DATA ENTRIES »

►

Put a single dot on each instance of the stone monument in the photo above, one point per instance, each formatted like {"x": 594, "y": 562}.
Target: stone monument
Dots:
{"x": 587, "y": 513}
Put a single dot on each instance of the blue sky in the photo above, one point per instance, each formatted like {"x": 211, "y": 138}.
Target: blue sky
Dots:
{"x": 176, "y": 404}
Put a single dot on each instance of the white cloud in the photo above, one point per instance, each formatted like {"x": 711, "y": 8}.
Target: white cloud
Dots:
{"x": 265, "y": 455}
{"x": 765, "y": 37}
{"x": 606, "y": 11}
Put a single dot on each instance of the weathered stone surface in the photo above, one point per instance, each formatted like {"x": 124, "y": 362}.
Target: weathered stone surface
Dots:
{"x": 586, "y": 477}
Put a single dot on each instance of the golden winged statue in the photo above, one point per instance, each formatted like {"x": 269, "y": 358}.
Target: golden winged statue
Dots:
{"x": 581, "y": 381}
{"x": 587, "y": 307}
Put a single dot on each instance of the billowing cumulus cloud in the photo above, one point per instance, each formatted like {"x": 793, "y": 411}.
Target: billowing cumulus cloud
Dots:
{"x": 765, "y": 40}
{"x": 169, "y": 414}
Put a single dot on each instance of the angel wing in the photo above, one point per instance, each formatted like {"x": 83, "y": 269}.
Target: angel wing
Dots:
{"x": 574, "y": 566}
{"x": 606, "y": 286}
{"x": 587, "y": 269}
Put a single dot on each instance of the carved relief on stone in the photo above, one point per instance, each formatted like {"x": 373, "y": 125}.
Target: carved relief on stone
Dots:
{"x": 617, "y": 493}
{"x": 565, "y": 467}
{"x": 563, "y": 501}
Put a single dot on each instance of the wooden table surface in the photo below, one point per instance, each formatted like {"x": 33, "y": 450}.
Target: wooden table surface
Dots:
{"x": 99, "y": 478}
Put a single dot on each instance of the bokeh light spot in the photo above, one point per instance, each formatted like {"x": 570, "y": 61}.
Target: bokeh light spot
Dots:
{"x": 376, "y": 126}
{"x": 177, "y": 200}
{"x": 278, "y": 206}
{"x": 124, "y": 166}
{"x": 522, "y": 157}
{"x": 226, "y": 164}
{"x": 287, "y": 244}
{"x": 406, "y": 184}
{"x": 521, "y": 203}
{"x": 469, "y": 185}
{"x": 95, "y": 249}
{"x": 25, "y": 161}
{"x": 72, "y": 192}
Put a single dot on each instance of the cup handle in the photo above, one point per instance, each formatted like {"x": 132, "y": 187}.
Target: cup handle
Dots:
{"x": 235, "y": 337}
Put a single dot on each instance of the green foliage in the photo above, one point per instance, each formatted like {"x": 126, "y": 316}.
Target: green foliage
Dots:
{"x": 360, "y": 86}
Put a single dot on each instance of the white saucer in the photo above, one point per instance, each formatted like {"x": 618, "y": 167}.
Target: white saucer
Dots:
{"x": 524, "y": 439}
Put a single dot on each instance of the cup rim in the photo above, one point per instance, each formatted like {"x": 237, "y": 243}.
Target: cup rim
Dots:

◄

DIRECTIONS FOR THIS TASK » Rewrite every one of the records above, changing each occurrence of "Target" to "Object" and leaving everything else unchanged.

SOLVED EXERCISE »
Put a single dot on each instance of the stone monument in the photo above, one point per instance, each formatted like {"x": 594, "y": 562}.
Object: stone monument
Dots:
{"x": 587, "y": 513}
Put a single dot on each instance of the blue sky in the photo above, one point per instance, each formatted like {"x": 211, "y": 138}.
Object: blue sky
Dots:
{"x": 176, "y": 404}
Put a single dot on each instance of the white cloud in the photo above, one point per instance, each formatted like {"x": 711, "y": 8}.
Object: white cloud
Dots:
{"x": 265, "y": 455}
{"x": 765, "y": 37}
{"x": 606, "y": 11}
Put a single dot on each instance of the weathered stone surface in the photo above, one point per instance, each formatted like {"x": 124, "y": 362}.
Object: weathered stone surface
Dots:
{"x": 586, "y": 477}
Put a single dot on each instance of the golden winged statue in the photo above, one point per instance, each formatted like {"x": 269, "y": 358}.
Object: golden winged statue
Dots:
{"x": 581, "y": 381}
{"x": 587, "y": 307}
Put a single dot on each instance of the billowing cumulus cloud in the photo above, one point per instance, each formatted like {"x": 793, "y": 411}.
Object: billowing cumulus cloud
Dots:
{"x": 765, "y": 40}
{"x": 169, "y": 414}
Put a single dot on each instance of the angel wing in the photo above, one point per instance, each formatted like {"x": 83, "y": 269}.
Object: angel wing
Dots:
{"x": 574, "y": 566}
{"x": 606, "y": 286}
{"x": 587, "y": 269}
Put a single dot on each instance of the carved relief on stone in the photo above, one point per instance, each formatted like {"x": 373, "y": 125}.
Object: carved relief on stone
Dots:
{"x": 617, "y": 493}
{"x": 565, "y": 467}
{"x": 563, "y": 501}
Put a single dot on each instance of the wooden table surface in the photo below, one point per instance, each formatted like {"x": 33, "y": 450}.
Object: wooden table surface
Dots:
{"x": 99, "y": 478}
Put a single dot on each instance of the bokeh light spot in the photo above, one point per instance, each formatted like {"x": 570, "y": 61}.
Object: bokeh light spot
Dots:
{"x": 376, "y": 126}
{"x": 177, "y": 200}
{"x": 278, "y": 206}
{"x": 124, "y": 166}
{"x": 522, "y": 157}
{"x": 226, "y": 164}
{"x": 287, "y": 244}
{"x": 406, "y": 184}
{"x": 521, "y": 203}
{"x": 469, "y": 185}
{"x": 95, "y": 249}
{"x": 25, "y": 161}
{"x": 72, "y": 192}
Put a single dot on each instance of the cup handle in the photo above, one point per instance, each formatted like {"x": 132, "y": 187}.
Object: cup handle
Dots:
{"x": 235, "y": 337}
Put a single dot on each instance of the green foliage in the photo above, one point per instance, each formatted like {"x": 126, "y": 316}.
Object: green foliage
Dots:
{"x": 360, "y": 86}
Put a single dot on each instance of the white saucer in the photo above, one point per instance, each formatted like {"x": 618, "y": 167}.
Object: white saucer
Dots:
{"x": 524, "y": 439}
Put a single dot on each instance of the cup rim in the photo above, one point per instance, each formatted like {"x": 237, "y": 243}.
Object: cup rim
Dots:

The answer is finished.